题目 — 说出下面的列表中有多少行含有字符串“photo”，大小写须一致，只回答一个数字。

所给材料 —
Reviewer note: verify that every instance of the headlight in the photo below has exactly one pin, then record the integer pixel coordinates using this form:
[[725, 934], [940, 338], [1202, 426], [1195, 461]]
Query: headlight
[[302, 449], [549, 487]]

...

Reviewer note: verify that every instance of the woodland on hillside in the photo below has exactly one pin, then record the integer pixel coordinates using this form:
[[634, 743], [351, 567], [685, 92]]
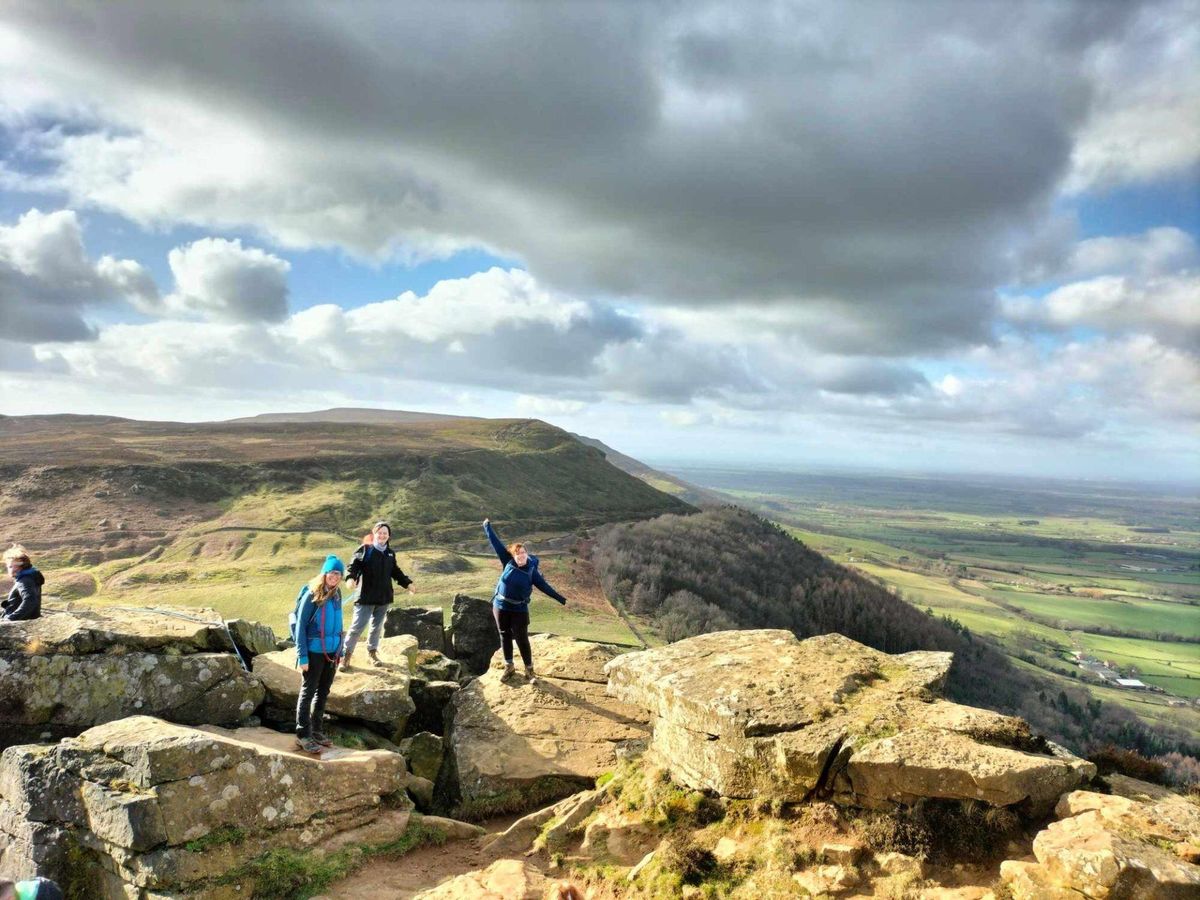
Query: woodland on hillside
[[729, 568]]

练习结果 — 2